Architecture can change quite a bit too - all the async webs make things difficult. Most of the bug reports we get on mobile are not test coverable. e.g. some jankiness when going back to a page, or something like liking a post three levels down and finding that your like was not registered when you go back towards the home screen. We had some bugs like an OS modding text animations, making the text invisible in very niche situations. Then you have combos of ltr and rtl languages and layouts. Adding test coverage can be 4x the effort of writing the code once with no tests, not to mention the architecture for test support making things exponentially more complex.

Maybe we have to rethink what complete code really means.

The "Good practices^TM" is a giant bag of mix of good practices, "clean coders", software evangelists and architect's fantasies being collected over various technologies
Agree, but sometimes looking for recent books with the same underlying message is better than going through the classic.

I read the mythical man month recently and the examples often involving OS/360 development are brutally outdated. I couldn't relate and I had to force myself to finish.

I find it surprising that you thought Mythical Man Month was "brutally outdated"

Bentley's Programming Pearls, by that standard, is also "brutally outdated" - but the point of the book is not "how do I make this work in early 1980s technology"

The point of PP is "ask the right question"

The point of MMM is "add resources when necessary; be brutally minimalistic about how many resources are added"

I said the examples are brutally outdated, not the message. The book is filled with acronyms and names I didn’t know because they are 60 years old.

I’d rather read a 2023 version if I could.

The acronyms and names are basically irrelevant to the point, though :)

If anything, having "outdated" acronyms and names may actually make the message stronger - because you don't need to be distracted by what they "are", you can just accept they exist[ed] :)

I get that it is a classic but arguing that understanding less words and examples in a book makes the message stronger is a tough sell.
The Mythical Man Month is also super anti-feminist, which I wish people talked about more if they're going to recommend that book.
The book's nearly 50 years old. Most books not written very recently are not going to adhere to contemporary values and mores. If you're not willing to offer generosity when reading them and pick the useful part and discard the parts that haven't aged well, then you're going to miss out on a lot of very worthwhile reading.
That's one way to look at it. Another way to look at it is: Why do we not *update* these books? This gets back into the question of copyright of course.

- _Information supplied_:

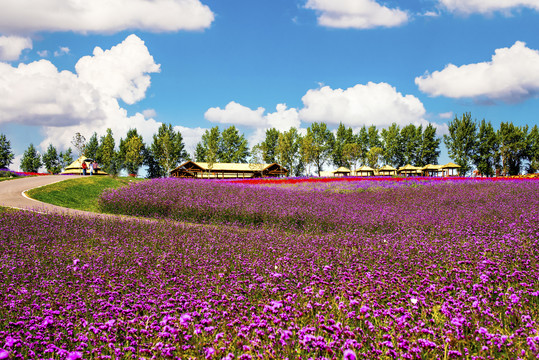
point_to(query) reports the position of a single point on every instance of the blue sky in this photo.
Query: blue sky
(261, 63)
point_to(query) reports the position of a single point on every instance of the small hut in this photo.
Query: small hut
(431, 170)
(387, 170)
(75, 168)
(409, 170)
(204, 170)
(365, 171)
(449, 169)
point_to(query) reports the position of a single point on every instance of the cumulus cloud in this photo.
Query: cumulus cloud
(358, 14)
(511, 76)
(487, 6)
(11, 47)
(370, 104)
(64, 102)
(103, 16)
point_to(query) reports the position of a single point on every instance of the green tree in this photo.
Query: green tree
(374, 156)
(234, 146)
(411, 144)
(484, 156)
(168, 149)
(6, 155)
(288, 152)
(131, 151)
(209, 148)
(321, 143)
(392, 145)
(269, 146)
(79, 142)
(513, 142)
(430, 147)
(461, 141)
(106, 153)
(31, 160)
(343, 137)
(92, 147)
(51, 160)
(533, 150)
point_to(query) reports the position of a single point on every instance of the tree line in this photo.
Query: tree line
(509, 150)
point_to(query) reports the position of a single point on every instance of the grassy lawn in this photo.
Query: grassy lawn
(80, 193)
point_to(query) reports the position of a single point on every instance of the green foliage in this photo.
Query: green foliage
(234, 147)
(52, 160)
(392, 145)
(167, 149)
(486, 150)
(513, 147)
(6, 155)
(91, 148)
(461, 141)
(343, 137)
(288, 152)
(31, 160)
(269, 146)
(319, 144)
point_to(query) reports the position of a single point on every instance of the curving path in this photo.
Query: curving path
(12, 195)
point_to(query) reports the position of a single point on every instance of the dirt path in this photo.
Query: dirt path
(12, 195)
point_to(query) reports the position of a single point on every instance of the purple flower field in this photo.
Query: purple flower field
(435, 271)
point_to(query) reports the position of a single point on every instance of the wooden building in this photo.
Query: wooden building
(204, 170)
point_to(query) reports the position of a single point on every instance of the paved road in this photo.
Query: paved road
(12, 194)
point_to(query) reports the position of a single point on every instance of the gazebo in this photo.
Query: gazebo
(431, 170)
(450, 169)
(408, 170)
(387, 170)
(365, 171)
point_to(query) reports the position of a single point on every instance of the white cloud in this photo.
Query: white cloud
(511, 76)
(63, 102)
(103, 16)
(371, 104)
(358, 14)
(11, 47)
(62, 51)
(487, 6)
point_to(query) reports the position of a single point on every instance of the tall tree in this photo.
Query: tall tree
(343, 137)
(374, 137)
(411, 143)
(79, 142)
(392, 145)
(209, 148)
(235, 148)
(51, 160)
(131, 151)
(461, 141)
(513, 147)
(430, 147)
(322, 141)
(31, 160)
(92, 147)
(106, 153)
(288, 152)
(484, 156)
(533, 150)
(269, 146)
(6, 154)
(168, 148)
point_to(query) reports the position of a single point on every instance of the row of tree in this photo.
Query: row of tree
(509, 150)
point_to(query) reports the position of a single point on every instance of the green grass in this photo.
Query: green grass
(80, 193)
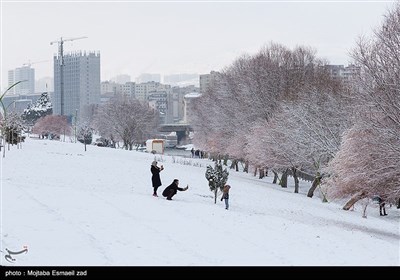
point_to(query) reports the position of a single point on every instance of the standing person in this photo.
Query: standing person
(225, 195)
(382, 209)
(172, 189)
(155, 178)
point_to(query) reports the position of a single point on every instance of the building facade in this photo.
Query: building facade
(81, 84)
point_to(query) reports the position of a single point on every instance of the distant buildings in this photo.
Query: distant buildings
(25, 74)
(207, 79)
(80, 84)
(121, 79)
(346, 74)
(146, 77)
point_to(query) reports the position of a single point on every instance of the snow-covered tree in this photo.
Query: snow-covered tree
(12, 128)
(368, 161)
(42, 107)
(52, 125)
(126, 119)
(85, 133)
(217, 178)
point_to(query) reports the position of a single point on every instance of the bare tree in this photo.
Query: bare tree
(368, 161)
(52, 125)
(126, 119)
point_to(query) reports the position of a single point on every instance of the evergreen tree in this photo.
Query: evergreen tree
(42, 107)
(217, 178)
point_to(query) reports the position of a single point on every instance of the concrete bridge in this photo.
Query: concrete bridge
(182, 130)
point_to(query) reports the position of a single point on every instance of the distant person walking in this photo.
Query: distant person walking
(172, 189)
(225, 195)
(155, 178)
(382, 209)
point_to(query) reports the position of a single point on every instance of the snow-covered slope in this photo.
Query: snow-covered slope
(71, 207)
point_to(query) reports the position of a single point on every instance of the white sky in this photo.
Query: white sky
(71, 207)
(177, 37)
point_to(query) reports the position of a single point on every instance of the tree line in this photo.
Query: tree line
(281, 110)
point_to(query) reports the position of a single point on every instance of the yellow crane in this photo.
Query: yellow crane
(29, 63)
(61, 58)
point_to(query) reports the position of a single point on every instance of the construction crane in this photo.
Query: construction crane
(61, 58)
(29, 63)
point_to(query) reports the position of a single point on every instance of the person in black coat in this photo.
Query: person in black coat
(172, 189)
(155, 179)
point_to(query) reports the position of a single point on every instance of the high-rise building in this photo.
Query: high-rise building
(147, 77)
(121, 79)
(26, 74)
(79, 90)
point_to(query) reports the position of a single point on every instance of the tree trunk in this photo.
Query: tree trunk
(246, 167)
(233, 164)
(314, 185)
(226, 160)
(353, 200)
(283, 182)
(296, 180)
(275, 177)
(262, 174)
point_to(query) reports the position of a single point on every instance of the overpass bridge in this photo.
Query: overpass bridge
(182, 130)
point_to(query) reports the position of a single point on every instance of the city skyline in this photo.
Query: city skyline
(177, 37)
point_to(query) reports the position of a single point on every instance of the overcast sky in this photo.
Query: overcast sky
(180, 36)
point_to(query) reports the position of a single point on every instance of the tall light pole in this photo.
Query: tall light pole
(61, 58)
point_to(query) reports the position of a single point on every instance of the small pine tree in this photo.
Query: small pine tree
(41, 108)
(216, 178)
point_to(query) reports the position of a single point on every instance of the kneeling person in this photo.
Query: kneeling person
(172, 189)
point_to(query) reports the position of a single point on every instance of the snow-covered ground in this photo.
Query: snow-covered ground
(71, 207)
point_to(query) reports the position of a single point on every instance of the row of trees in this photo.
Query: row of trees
(121, 119)
(281, 110)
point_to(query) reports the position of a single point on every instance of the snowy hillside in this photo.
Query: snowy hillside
(71, 207)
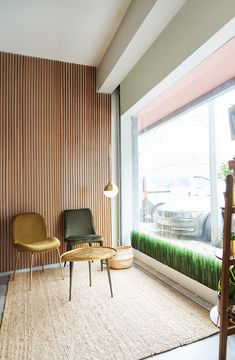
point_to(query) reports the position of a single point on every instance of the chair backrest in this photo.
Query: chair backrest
(78, 222)
(28, 227)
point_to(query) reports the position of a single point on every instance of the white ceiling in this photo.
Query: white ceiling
(76, 31)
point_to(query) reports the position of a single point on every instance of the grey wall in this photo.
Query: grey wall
(195, 24)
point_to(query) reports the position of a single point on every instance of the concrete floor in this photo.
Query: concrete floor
(206, 349)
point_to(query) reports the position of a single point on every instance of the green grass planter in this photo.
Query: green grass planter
(204, 269)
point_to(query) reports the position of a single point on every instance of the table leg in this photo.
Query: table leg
(110, 284)
(89, 264)
(70, 278)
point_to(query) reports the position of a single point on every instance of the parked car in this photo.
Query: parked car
(180, 207)
(188, 217)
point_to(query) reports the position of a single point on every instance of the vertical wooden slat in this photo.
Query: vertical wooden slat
(54, 139)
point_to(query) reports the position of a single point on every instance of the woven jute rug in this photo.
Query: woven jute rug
(144, 317)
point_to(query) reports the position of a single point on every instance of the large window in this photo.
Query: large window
(176, 191)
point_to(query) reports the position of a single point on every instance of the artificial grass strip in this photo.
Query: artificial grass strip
(204, 269)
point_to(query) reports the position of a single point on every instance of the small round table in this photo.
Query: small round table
(88, 254)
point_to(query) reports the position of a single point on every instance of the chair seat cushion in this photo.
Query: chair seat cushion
(85, 238)
(50, 243)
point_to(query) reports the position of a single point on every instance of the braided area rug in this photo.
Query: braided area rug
(144, 317)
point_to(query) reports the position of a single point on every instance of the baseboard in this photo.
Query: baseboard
(193, 286)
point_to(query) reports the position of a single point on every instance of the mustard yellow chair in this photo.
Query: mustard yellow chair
(30, 235)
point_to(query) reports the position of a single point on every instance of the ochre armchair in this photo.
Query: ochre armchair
(30, 235)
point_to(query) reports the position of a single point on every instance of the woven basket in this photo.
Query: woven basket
(123, 258)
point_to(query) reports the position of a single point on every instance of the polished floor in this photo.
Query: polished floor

- _Required tasks_:
(1) In the software discussion, how much effort can adding test coverage take compared with writing the code once with no tests?
(2) Write out the stretch of the software discussion from "The book's nearly" through "copyright of course.", swapping "generosity" for "patience".
You won't need the records for this.

- _Expected results_:
(1) It can take four times the effort.

(2)
The book's nearly 50 years old. Most books not written very recently are not going to adhere to contemporary values and mores. If you're not willing to offer patience when reading them and pick the useful part and discard the parts that haven't aged well, then you're going to miss out on a lot of very worthwhile reading.
That's one way to look at it. Another way to look at it is: Why do we not *update* these books? This gets back into the question of copyright of course.